Update the material below by changing every "instance" to "occurrence", keeping all other text the same.

== RAW DATA ==
————————

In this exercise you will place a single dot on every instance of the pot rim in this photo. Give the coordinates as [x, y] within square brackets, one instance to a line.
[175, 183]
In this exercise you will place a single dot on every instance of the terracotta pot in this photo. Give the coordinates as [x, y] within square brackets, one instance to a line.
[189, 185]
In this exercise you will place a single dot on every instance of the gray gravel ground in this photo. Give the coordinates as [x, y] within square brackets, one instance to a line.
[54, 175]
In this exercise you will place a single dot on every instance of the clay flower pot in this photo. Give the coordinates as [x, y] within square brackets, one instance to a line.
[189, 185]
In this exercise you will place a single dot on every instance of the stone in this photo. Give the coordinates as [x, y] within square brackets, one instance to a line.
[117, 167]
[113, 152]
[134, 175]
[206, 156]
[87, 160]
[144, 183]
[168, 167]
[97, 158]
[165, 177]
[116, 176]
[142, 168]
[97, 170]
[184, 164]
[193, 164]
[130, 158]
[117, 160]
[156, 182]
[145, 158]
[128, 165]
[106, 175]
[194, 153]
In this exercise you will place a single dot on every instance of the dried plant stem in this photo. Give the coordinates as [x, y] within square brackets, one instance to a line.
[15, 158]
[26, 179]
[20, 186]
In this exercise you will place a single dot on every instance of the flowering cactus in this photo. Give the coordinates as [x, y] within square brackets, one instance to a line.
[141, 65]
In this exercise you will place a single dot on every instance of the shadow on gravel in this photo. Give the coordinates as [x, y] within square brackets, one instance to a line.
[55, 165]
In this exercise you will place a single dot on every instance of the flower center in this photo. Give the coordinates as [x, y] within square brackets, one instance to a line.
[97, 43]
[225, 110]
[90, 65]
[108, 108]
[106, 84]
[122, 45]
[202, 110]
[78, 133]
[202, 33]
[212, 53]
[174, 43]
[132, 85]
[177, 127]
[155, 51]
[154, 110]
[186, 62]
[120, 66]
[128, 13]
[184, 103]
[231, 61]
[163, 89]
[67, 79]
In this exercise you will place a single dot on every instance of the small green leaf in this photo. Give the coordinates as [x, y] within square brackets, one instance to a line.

————————

== OUTPUT FOR THIS TASK ==
In this exercise you will place a single dot on every occurrence of the pot rim in this photo. Give the coordinates as [x, y] within square brackets, one occurrence to a line.
[175, 183]
In this exercise you will place a single dot on every occurrence of the terracotta pot in this photo. Give the coordinates as [x, y] within square brackets, one occurrence to a line.
[189, 185]
In this exercise you will place a single dot on every occurrence of the gray gravel ground in this photo. Give the coordinates as [x, y] within square brackets, one occurrence to a line.
[54, 175]
In this exercise you will place a single dot on every occurrence of the clay flower pot in this photo. Give the coordinates as [x, y] within square brackets, one occurrence to a line.
[189, 185]
In this exercise you will place a single dot on every occurrence of the stone in this photo. Give the coordinates as [x, y] within square brackets, one occurrence to a line.
[117, 167]
[113, 152]
[134, 175]
[206, 156]
[87, 160]
[144, 183]
[168, 167]
[97, 158]
[165, 177]
[116, 176]
[142, 168]
[97, 170]
[184, 164]
[193, 164]
[130, 158]
[117, 160]
[156, 182]
[145, 158]
[128, 165]
[106, 175]
[194, 153]
In this exercise you will place a single dot on every occurrence of the dried plant stem in this photo. Give the coordinates as [x, y] within square brackets, one occurrence to a line.
[15, 158]
[26, 179]
[20, 186]
In this exercise you will place a single dot on every occurrence of the flowering cactus in this photo. Give the coordinates as [x, y] within square brackets, one occurrence to a line.
[141, 65]
In this exercise you will place a single dot on every occurrence of the shadow on gravel in this photo. Give the coordinates as [x, y] within square brackets, one occurrence to a line.
[55, 165]
In this exercise you will place a single dot on every occurrence of the flower center in this photo. Give the coordinates as [x, y] within square brackets, one occurrence to a line.
[97, 43]
[225, 110]
[90, 65]
[108, 108]
[106, 84]
[122, 45]
[202, 110]
[78, 133]
[202, 33]
[212, 53]
[174, 43]
[132, 85]
[177, 127]
[155, 51]
[154, 110]
[186, 62]
[120, 66]
[128, 13]
[184, 103]
[231, 61]
[163, 89]
[67, 79]
In this exercise you will place a single dot on every occurrence of the small green leaf in this photo. Give the coordinates as [x, y] within square brackets, one occurrence to a line.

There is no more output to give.